# Auszug

Goerne und Hinterhäuser mit Schostakowitsch und Mahler

Keine Hoffnung nirgends

Matthias Goerne und Markus Hinterhäuser offerieren einen pechschwarzen Liederabend bei den Salzburger Festspielen

Von Robert Jungwirth

(Salzburg, 4. August 2024) Es ist ein Phänomen, dass ausgerechnet im hedonistischen Salzburg ein Theaterstück so überaus erfolgreich ist, das den Fall eines reichen Geizhalses und Lebemanns schildert – und das alljährlich seit etwa 100 Jahren. Man könnte dies als einen Akt säkularen Katholizismus‘ ansehen. So wie die Katholiken zum Beichten gehen und dann wieder losprassen und losgeizen, so holt man sich eben auch beim „Jedermann“ die Absolution für seine übers Jahr hin gepflegten menschlichen Unzulänglichkeiten. Einmal im Jahr geht man zur „Theater-Beichte“ auf den Domplatz und zieht danach für 5 Minuten geläutert von dannen.

# Arbeitsdaten
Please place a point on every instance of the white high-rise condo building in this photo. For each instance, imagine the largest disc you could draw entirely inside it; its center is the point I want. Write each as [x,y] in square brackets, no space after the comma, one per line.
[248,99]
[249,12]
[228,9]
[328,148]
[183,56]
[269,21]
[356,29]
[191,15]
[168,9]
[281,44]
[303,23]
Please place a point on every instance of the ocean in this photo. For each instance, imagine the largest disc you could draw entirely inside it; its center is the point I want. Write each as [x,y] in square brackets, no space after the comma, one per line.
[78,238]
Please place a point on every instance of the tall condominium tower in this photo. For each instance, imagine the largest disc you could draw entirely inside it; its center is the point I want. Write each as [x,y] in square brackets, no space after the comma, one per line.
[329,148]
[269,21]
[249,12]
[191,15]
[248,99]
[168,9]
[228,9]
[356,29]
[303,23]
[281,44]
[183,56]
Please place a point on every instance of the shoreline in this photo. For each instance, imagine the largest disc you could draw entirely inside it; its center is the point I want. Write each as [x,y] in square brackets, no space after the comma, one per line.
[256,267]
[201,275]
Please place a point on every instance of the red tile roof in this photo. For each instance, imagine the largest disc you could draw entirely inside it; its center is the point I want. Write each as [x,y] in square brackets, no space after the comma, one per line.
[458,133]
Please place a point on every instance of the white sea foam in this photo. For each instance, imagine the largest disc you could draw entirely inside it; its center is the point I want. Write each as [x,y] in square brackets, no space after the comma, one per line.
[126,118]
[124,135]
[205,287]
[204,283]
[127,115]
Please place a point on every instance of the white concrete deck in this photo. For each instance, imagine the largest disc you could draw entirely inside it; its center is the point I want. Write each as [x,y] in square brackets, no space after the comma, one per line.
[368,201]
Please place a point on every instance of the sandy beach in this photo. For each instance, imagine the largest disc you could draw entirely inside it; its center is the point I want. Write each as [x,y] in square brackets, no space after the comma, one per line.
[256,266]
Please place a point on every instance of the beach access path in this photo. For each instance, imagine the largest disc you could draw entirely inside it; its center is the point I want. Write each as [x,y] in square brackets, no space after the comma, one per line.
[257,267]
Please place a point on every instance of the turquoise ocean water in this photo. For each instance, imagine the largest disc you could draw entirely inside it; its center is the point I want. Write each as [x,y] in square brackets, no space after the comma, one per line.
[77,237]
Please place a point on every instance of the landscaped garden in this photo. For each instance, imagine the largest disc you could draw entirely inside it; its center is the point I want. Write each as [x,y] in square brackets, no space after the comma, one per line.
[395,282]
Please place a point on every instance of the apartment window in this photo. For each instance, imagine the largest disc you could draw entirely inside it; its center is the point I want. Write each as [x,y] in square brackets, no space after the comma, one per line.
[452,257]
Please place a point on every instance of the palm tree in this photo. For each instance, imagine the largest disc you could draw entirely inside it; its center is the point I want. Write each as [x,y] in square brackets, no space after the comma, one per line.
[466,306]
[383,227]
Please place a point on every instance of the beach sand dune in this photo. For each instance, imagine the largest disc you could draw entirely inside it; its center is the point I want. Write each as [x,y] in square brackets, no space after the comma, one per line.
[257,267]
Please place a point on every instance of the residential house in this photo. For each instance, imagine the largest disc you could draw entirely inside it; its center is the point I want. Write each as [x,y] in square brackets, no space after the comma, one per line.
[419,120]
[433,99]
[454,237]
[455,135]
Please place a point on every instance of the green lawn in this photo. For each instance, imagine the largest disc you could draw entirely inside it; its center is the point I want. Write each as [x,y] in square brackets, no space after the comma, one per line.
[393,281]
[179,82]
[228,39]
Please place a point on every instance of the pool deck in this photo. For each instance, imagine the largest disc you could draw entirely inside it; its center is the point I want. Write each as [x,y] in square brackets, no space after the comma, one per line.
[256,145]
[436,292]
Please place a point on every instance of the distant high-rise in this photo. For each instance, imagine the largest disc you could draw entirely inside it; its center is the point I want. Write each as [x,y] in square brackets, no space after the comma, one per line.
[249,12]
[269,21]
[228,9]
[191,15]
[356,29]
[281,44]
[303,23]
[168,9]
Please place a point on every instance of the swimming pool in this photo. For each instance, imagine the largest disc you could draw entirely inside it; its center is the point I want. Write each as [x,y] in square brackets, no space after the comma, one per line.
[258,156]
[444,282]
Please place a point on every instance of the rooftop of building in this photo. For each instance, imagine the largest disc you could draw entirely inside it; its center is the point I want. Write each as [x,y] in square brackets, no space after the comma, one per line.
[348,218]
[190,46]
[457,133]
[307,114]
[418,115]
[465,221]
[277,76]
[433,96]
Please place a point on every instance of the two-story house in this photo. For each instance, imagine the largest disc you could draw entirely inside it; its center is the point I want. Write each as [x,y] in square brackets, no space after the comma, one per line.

# Zu erledigen
a. Führe aus den Zeilen oben jede auf, die das Wort „white“ enthält, und übernimm sie unverändert.
b. Schreibe den Konzertbericht über den Salzburger Liederabend im Anschluss an seinen letzten Satz weiter.

# Die Ergebnisse
a.
Please place a point on every instance of the white high-rise condo building in this photo. For each instance, imagine the largest disc you could draw entirely inside it; its center is the point I want. Write each as [x,y] in square brackets, no space after the comma, one per line.
Please place a point on every instance of the white sea foam in this photo. For each instance, imagine the largest disc you could draw entirely inside it; its center is the point I want. Write each as [x,y] in square brackets, no space after the comma, one per line.
Please place a point on every instance of the white concrete deck in this photo. For each instance, imagine the largest disc you could draw entirely inside it; its center is the point I want. Write each as [x,y] in square brackets, no space after the comma, one per line.

b.
Dabei wollte es Intendant Markus Hinterhäuser nicht belassen. Er legte jetzt mit einem De-profundis -Liederabend nach, der es in sich hatte und den Besuchern die Bitternis des menschlichen Lebens und Leidens dermaßen um die Ohren haute, dass man sich danach nicht einfach mit einem Glas Sekt wieder mit den lustigen Seiten des Lebens befassen konnte.

Gustav Mahler, ohnehin nicht gerade auf der heiteren Seite des Lebens angesiedelt, schrieb Lieder, die die Jammertal-Thematik der irdischen Existenz auf die Spitze treiben. Sie waren Teil des Programms des Liederabends mit dem Urgestein der Salzburger Festspiele Matthias Goerne im Haus für Mozart. Doch damit nicht genug. Hinterhäuser und Goerne koppelten die Mahler-Lieder mit Liedern von Dmitri Schostakowitsch, die dieser etwa ein Jahr vor seinem Tod mit größtmöglicher Bitternis schrieb nach Texten von Michelangelo Buonarotti (ja der Michelangelo). „Sogar die Liebeslieder klingen darin wie Monologe eines Eremiten, wie Psalmodien in menschenleerer Wüste, letzte Grüße aus einem Zwischenreich, am Übergang zum Tod“, heißt es ohne Übertreibung im Programmheft.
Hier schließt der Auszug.